The whole listing must be printed again without any alteration.

RECORDS PROVIDED:
------------------------------------------------------------
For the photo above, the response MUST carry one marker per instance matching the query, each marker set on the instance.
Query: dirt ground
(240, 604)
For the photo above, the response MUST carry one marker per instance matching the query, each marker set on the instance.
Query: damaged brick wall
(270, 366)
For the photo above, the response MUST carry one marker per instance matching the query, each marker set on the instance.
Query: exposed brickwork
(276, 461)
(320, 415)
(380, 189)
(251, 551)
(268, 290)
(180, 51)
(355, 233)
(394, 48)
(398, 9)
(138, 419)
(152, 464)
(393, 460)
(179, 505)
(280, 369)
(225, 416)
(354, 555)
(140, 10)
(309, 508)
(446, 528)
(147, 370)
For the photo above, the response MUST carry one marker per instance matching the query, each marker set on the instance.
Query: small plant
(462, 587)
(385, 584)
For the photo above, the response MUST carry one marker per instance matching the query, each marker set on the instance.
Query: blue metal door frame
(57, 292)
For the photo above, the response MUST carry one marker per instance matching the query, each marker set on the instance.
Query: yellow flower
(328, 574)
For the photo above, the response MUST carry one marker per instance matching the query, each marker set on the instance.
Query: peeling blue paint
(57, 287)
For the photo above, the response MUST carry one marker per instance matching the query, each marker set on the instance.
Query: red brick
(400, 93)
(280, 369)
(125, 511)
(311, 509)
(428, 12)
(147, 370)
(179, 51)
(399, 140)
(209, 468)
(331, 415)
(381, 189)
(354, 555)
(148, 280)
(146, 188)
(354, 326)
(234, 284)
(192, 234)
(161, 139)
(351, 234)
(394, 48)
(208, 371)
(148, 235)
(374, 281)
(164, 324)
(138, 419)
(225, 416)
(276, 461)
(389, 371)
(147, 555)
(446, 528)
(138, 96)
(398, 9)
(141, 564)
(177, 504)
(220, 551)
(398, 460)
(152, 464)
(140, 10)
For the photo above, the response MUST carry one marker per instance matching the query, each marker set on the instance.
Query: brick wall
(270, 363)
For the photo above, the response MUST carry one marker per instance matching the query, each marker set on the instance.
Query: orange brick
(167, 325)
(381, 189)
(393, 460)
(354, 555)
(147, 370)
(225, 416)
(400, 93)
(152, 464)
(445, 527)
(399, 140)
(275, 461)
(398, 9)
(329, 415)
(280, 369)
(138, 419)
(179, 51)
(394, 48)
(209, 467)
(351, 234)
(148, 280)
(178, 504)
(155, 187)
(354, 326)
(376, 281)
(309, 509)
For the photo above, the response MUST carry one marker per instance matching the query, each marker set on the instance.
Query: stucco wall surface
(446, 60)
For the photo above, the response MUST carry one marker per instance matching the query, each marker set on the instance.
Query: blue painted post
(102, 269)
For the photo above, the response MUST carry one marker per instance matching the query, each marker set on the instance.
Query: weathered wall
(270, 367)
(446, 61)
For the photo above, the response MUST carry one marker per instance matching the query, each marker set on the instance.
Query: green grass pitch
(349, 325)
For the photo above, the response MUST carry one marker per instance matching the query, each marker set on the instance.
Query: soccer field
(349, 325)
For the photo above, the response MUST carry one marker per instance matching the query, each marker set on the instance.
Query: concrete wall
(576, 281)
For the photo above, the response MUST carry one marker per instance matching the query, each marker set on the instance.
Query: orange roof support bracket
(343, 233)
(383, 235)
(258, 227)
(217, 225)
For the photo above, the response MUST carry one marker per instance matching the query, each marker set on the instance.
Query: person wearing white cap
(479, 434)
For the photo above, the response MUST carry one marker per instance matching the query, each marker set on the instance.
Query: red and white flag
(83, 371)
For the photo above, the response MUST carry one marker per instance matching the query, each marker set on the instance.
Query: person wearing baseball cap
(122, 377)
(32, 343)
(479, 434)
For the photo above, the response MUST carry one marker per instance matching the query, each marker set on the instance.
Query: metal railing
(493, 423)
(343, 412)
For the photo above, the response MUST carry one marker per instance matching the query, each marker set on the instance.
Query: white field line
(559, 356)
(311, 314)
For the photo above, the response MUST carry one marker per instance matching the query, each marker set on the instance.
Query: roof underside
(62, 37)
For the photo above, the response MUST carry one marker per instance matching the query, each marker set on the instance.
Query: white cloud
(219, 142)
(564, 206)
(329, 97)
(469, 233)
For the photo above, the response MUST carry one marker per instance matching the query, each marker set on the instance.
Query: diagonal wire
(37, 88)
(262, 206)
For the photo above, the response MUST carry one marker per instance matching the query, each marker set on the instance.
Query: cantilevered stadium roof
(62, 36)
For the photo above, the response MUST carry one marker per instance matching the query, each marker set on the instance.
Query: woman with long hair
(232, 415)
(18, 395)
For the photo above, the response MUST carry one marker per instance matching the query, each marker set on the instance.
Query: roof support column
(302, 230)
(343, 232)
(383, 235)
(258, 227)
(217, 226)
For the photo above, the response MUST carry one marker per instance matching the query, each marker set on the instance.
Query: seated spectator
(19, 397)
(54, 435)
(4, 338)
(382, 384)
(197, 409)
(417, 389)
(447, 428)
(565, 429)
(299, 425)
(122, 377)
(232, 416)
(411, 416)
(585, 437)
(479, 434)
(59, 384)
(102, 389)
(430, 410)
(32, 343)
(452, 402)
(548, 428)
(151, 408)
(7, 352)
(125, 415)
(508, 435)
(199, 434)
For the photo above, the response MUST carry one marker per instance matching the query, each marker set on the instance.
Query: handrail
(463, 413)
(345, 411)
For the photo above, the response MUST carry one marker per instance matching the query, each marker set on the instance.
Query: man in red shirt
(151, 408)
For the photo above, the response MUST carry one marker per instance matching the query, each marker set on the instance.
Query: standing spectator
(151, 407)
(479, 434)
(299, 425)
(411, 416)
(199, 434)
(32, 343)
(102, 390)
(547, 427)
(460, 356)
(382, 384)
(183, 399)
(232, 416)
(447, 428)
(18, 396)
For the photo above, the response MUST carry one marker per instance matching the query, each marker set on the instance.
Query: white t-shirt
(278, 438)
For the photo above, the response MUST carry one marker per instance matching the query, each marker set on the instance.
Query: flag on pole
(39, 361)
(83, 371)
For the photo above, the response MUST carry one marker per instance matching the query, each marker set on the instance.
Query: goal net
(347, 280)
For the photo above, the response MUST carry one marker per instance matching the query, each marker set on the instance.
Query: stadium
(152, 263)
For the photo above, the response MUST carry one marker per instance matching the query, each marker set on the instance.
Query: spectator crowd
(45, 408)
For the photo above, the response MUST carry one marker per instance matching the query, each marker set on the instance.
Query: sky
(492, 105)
------------------------------------------------------------
RESPONSE AREA:
For the photo above, the response MUST carry one marker per instance matching the query, each marker set on the instance.
Query: dirt ground
(240, 604)
For the photo above, the response MUST carry one marker per instance matching the query, each marker set on the instance.
Query: damaged brick wall
(270, 366)
For the photo above, the response MUST carry one marker per instance matching the query, each marker set on the instance.
Query: exposed brickwork
(276, 461)
(320, 415)
(380, 189)
(251, 551)
(268, 290)
(180, 51)
(355, 233)
(394, 48)
(398, 9)
(138, 419)
(152, 464)
(393, 460)
(179, 505)
(280, 369)
(225, 416)
(354, 555)
(140, 10)
(309, 508)
(446, 528)
(147, 370)
For the photo above, the response MUST carry one marker per instance matching the query, each marker set on the instance.
Query: small plant
(462, 587)
(385, 584)
For the photo above, the response MUST carry one marker per instance matching the query, each marker set on the instance.
Query: blue metal door frame
(57, 292)
For the photo above, the response MUST carry one marker per instance matching the query, each marker set on the instance.
Query: yellow flower
(328, 574)
For the photo above, the response MUST carry one marker per instance matching the query, each marker set on the instance.
Query: peeling blue paint
(57, 287)
For the photo above, the response MUST carry one marker per instance matching the query, each marker set on the instance.
Query: red brick
(400, 93)
(280, 369)
(125, 511)
(311, 509)
(428, 12)
(147, 370)
(179, 51)
(399, 140)
(209, 468)
(331, 415)
(381, 189)
(354, 555)
(148, 280)
(146, 188)
(354, 326)
(234, 284)
(192, 234)
(161, 139)
(351, 234)
(394, 48)
(208, 371)
(148, 235)
(374, 281)
(164, 324)
(138, 419)
(225, 416)
(276, 461)
(389, 371)
(147, 555)
(446, 528)
(138, 96)
(398, 9)
(141, 564)
(177, 504)
(220, 551)
(398, 460)
(152, 464)
(140, 10)
For the photo above, the response MUST carry one marker per instance matching the query, each marker set on the instance.
Query: brick wall
(270, 363)
For the photo above, the response MUST carry one marker per instance matching the query, each marker set on the instance.
Query: orange brick
(167, 325)
(381, 189)
(393, 460)
(354, 555)
(147, 370)
(225, 416)
(400, 93)
(152, 464)
(445, 527)
(399, 140)
(275, 461)
(398, 9)
(329, 415)
(280, 369)
(138, 419)
(179, 51)
(394, 48)
(209, 467)
(351, 234)
(148, 280)
(178, 504)
(155, 187)
(354, 326)
(376, 281)
(309, 509)
For the photo above, the response MUST carry one marker per instance matching the query, each marker set on the instance.
Query: stucco wall surface
(446, 60)
For the photo above, the response MUST carry one marker per instance matching the query, each marker set on the instance.
Query: blue painted post
(102, 269)
For the photo above, the response MUST carry one marker per instance matching the query, each marker set on the instance.
Query: weathered wall
(270, 367)
(446, 61)
For the photo above, the response MUST carry one marker per instance matching the query, each marker set on the instance.
Query: green grass pitch
(349, 325)
For the photo above, the response MUST carry one marker per instance matching the query, each marker set on the instance.
Query: soccer field
(349, 325)
For the photo above, the response MUST carry one marker per instance matching the query, each marker set on the instance.
Query: concrete wall
(576, 281)
For the photo above, the response MUST carry one marker per instance matching the query, each marker set on the instance.
Query: orange roof support bracket
(343, 233)
(383, 235)
(258, 227)
(217, 225)
For the photo above, the response MUST carry one marker per instance matching the query, each marker set on the instance.
Query: person wearing white cap
(479, 434)
For the photo above, the response MUST carry one marker per instance matching the query, each marker set on the instance.
Query: red and white flag
(83, 371)
For the photo above, the response MUST carry one marker per instance matching the query, each marker set on the instance.
Query: person wearing baseball cap
(122, 377)
(32, 343)
(479, 434)
For the photo above, the response MUST carry one marker per instance matching the query, each marker set on the instance.
Query: metal railing
(493, 423)
(343, 412)
For the photo above, the response MUST carry one marker per instance matching the query, each marker set on the instance.
Query: white field line
(559, 356)
(311, 314)
For the photo above, the response MUST carry one marker per instance matching the query, each marker set on the instance.
Query: roof underside
(62, 37)
For the photo above, the response MUST carry one marker per instance matching the query, each marker set on the instance.
Query: white cloud
(219, 142)
(564, 206)
(329, 97)
(469, 233)
For the photo above, the response MUST carry one marker per instance matching the query, each marker set on the instance.
Query: diagonal wire
(37, 88)
(262, 206)
For the photo above, the response MUST carry one marker per instance matching the query, each marker set on the instance.
Query: cantilevered stadium roof
(62, 36)
For the photo above, the response MUST carry one marker per instance matching the query, each marker set on the instance.
Query: woman with long hair
(232, 415)
(18, 395)
For the photo above, the response MUST carry one marker per instance matching the query, each marker set on the instance.
Query: roof support column
(302, 230)
(343, 232)
(383, 235)
(258, 227)
(217, 226)
For the photo above, the response MUST carry one marker per instance matching the query, each marker set on the instance.
Query: seated spectator
(19, 397)
(54, 435)
(4, 338)
(382, 384)
(197, 409)
(417, 389)
(447, 428)
(565, 429)
(299, 425)
(122, 377)
(232, 416)
(411, 416)
(585, 437)
(479, 434)
(59, 384)
(102, 389)
(430, 410)
(32, 343)
(452, 402)
(548, 428)
(151, 408)
(7, 352)
(125, 415)
(508, 435)
(199, 434)
For the photo above, the response MUST carry one marker per instance matching the query, each marker set on the instance.
Query: handrail
(463, 413)
(345, 411)
For the photo above, the response MUST carry one marker per instance matching the query, each marker set on the instance.
Query: man in red shirt
(151, 408)
For the photo above, the response MUST carry one marker per instance matching the query, each marker set on the instance.
Query: standing spectator
(151, 407)
(479, 434)
(299, 425)
(411, 416)
(199, 434)
(32, 343)
(102, 390)
(547, 427)
(460, 356)
(382, 384)
(183, 399)
(232, 416)
(447, 428)
(18, 396)
For the photo above, the response MUST carry one marker per instance matching the query, each marker set on the instance.
Query: white t-shirt
(278, 438)
For the photo above, the response MUST carry one marker per instance matching the query, each marker set on the instance.
Query: flag on pole
(39, 361)
(83, 371)
For the photo above, the response MUST carry one marker per instance matching the query, each marker set on the instance.
Query: goal net
(347, 280)
For the photo above, the response MUST carry one marker per instance matching the query, each marker set on the instance.
Query: stadium
(152, 263)
For the photo above, the response MUST carry one marker per instance matching the query, each marker set on the instance.
Query: spectator crowd
(45, 408)
For the photo above, the response MUST carry one marker per instance matching the query, each marker set on the instance.
Query: sky
(492, 105)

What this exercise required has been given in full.